Speaking at ETF Stream’sETF Ecosystem Unwrapped event, Guerin explained that arbitrarily limiting ETFs to singular factors or factor-specific indices could potentially limit returns.

“For example, in one of the best value rallies ever, growth stocks have done pretty well,” he said, referring to US stocks and their recovery in the past 12 months. “Every question we get is about value or growth, but we think these factors can move pretty well together.”

With a bullish outlook now for the US economy, and in-house expectations of 25% potential upside in 2021, Guerin explained how a broad-based approach could help well-designed ETFs to capture overlooked upside.

“We believe the magnitude of the recovery, and the impact of government stimulation, means in the short run stocks will run,” he said.

“This idea of value vs growth, when you really dig into it a lot of counterintuitive arguments come up. Maybe having both is always a pretty good idea. We know what caused the recovery, the vaccine announcement – which was one of the most unpredictable things in stock market history.”

As such, Guerin explained to the audience how issuers should acknowledge how these factors are now behaving. To best capture these factors and build strategies with a better chance of outperforming the competition, he advocated a strict rules-based approach for portfolio construction.

-- Required work --
Continue the article on Guerin's view of value and growth factors in ETFs, starting after its last sentence.

-- Data extract --
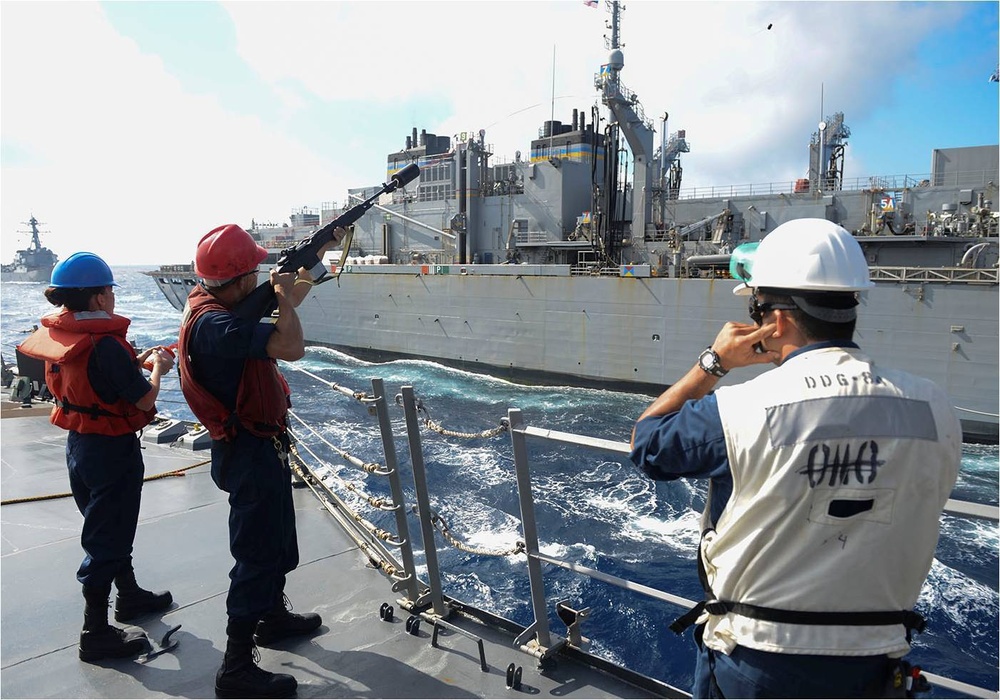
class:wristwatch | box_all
[698,347,729,377]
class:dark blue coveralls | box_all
[66,337,153,588]
[630,341,889,698]
[188,311,299,621]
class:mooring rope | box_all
[422,506,526,557]
[0,459,212,506]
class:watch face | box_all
[698,350,715,372]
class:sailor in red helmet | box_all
[178,224,346,697]
[631,219,962,698]
[19,252,174,661]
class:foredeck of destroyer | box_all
[0,404,669,698]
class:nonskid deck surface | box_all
[0,411,672,698]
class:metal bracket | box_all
[136,625,181,664]
[556,599,590,649]
[431,620,490,673]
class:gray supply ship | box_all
[0,216,59,282]
[148,2,1000,442]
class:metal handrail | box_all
[507,409,1000,698]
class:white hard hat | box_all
[733,219,875,295]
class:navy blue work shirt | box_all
[188,311,274,411]
[629,340,858,522]
[87,336,153,404]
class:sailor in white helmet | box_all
[631,219,962,698]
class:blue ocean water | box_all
[0,267,1000,697]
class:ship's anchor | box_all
[137,625,181,664]
[507,662,521,690]
[378,603,392,622]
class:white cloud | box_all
[0,3,347,263]
[0,0,976,263]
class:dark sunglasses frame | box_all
[749,294,799,326]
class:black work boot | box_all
[80,584,150,661]
[215,618,299,698]
[115,559,174,622]
[253,595,323,647]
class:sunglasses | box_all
[750,294,799,326]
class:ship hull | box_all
[299,266,1000,443]
[0,267,52,282]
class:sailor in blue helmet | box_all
[631,219,962,698]
[20,252,174,661]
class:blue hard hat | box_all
[49,253,118,288]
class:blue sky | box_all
[0,0,1000,265]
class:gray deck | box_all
[0,408,662,698]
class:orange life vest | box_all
[177,285,292,440]
[18,309,156,435]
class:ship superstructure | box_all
[150,2,1000,442]
[0,216,59,282]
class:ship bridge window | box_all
[417,182,455,202]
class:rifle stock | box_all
[233,163,420,318]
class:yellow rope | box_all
[0,459,212,506]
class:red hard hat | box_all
[194,224,267,282]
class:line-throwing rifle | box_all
[234,163,420,318]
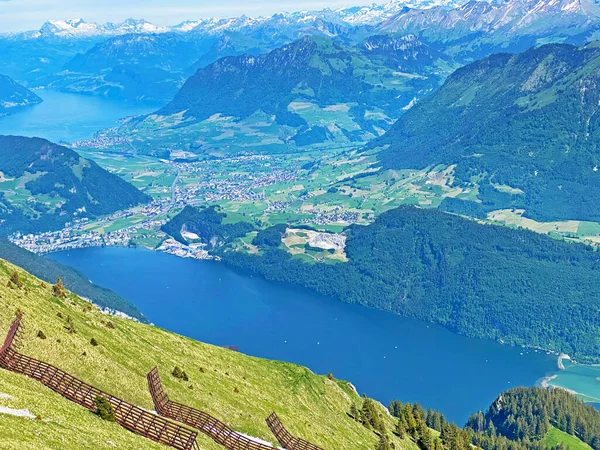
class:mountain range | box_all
[119,35,452,151]
[0,0,600,103]
[373,42,600,221]
[0,136,150,236]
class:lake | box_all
[50,248,557,425]
[0,89,161,142]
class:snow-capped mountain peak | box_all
[32,19,170,38]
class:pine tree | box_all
[52,278,67,298]
[395,417,406,439]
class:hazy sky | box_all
[0,0,384,32]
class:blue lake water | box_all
[50,248,557,425]
[0,90,161,142]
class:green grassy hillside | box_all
[0,237,147,322]
[0,136,151,235]
[374,42,600,221]
[0,260,416,450]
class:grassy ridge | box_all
[0,261,416,450]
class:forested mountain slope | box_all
[123,35,454,152]
[0,136,150,235]
[0,237,146,321]
[373,43,600,221]
[222,207,600,361]
[0,75,42,117]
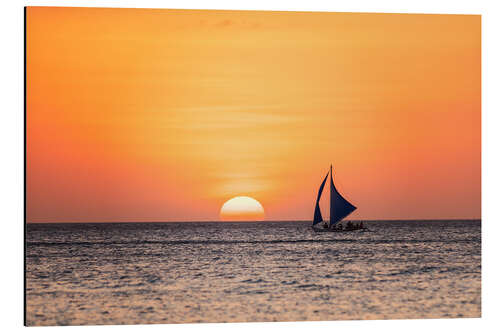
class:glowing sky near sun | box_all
[26,7,481,222]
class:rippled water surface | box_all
[26,221,481,325]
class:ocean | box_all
[26,220,481,326]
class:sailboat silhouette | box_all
[312,165,365,232]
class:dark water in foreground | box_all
[26,221,481,325]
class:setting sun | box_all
[220,196,265,221]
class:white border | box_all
[0,0,500,333]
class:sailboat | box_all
[312,165,366,232]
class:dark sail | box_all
[330,166,356,227]
[313,173,328,225]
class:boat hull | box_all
[311,227,368,232]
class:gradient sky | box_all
[26,7,481,222]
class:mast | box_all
[330,164,335,227]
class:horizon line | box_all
[25,217,482,224]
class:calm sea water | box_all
[26,221,481,325]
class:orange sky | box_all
[26,7,481,222]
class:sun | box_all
[220,196,265,221]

-- Response to this task --
“Remember ETFs are basically transparent tradeable bundles of risk, we think of them as shipping containers,” Guerin continued. “For example, if we look at indexes against ETFs, over 12 months, the S&P 500 Value index was up 53%. Our cloud computing ETF was up 76% over the same period!”

This approach could be of interest to ETF providers looking to capture ESG inflows, as Guerin’s data work unveiled: “When you use a rules-based process like this for portfolio creation, fascinating things come up. For example, we take the MSCI All Country ESG Leaders index and put it through our process to take out the best 50 ranked securities.

“What is remarkable is it produced an ETF of holdings with a higher ESG ranking than the index itself, in fact, it has a higher ESG score than any other ESG index-focused ETF. Which is fascinating as we were just looking for high quality, low volatility companies!"